** Goal of the exercise **
In the records below, list every line that contains the word "stone", copying each one in full.

Entries for labeling bounding boxes
::::::

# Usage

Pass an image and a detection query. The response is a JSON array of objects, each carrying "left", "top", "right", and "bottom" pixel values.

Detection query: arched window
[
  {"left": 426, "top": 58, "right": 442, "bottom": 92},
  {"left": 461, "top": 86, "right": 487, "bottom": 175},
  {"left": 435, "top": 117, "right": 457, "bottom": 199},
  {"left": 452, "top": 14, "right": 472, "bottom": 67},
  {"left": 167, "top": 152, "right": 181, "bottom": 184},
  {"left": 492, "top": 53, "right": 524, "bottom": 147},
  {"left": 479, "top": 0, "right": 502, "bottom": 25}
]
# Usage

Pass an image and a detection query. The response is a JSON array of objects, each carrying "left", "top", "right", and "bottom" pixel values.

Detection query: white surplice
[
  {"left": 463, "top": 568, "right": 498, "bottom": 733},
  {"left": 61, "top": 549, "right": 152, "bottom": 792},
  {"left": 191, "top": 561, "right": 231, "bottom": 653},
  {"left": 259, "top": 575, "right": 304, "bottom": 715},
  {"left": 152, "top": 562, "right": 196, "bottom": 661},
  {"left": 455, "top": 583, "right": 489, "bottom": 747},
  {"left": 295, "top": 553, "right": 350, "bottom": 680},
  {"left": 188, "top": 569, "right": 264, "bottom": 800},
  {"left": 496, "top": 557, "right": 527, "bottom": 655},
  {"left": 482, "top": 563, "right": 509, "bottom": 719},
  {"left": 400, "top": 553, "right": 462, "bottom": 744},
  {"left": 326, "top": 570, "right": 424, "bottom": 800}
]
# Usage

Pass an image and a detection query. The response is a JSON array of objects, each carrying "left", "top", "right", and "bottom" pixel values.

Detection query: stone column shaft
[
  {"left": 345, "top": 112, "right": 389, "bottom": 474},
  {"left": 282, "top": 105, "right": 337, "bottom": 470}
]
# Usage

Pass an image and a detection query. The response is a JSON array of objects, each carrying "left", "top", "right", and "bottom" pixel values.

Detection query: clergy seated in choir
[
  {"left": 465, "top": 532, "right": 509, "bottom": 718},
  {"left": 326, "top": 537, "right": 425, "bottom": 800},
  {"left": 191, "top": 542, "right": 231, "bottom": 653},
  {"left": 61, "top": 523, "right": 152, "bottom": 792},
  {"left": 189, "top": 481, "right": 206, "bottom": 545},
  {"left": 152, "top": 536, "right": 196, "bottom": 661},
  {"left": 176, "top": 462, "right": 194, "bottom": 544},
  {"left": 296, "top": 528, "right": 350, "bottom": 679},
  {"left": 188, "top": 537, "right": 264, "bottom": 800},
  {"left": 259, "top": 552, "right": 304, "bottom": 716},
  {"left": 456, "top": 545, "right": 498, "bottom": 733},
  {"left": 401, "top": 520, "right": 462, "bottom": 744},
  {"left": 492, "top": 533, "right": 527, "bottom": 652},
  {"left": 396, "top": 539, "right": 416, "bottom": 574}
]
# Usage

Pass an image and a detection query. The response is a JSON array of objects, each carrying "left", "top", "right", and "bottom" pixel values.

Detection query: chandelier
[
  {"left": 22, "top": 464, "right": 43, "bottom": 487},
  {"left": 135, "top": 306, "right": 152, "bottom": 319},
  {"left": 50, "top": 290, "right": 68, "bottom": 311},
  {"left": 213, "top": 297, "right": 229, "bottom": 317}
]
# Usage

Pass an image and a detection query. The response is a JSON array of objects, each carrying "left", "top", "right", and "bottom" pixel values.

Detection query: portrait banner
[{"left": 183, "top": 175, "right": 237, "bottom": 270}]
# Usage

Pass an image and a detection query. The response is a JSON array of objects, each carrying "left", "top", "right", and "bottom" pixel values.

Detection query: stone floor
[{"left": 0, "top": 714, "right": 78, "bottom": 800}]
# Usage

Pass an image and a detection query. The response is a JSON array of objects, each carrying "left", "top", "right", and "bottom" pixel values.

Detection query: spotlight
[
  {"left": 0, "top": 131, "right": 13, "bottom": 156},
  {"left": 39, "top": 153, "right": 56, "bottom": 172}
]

::::::

** Expected answer **
Detection query: stone column shaft
Detection query: stone floor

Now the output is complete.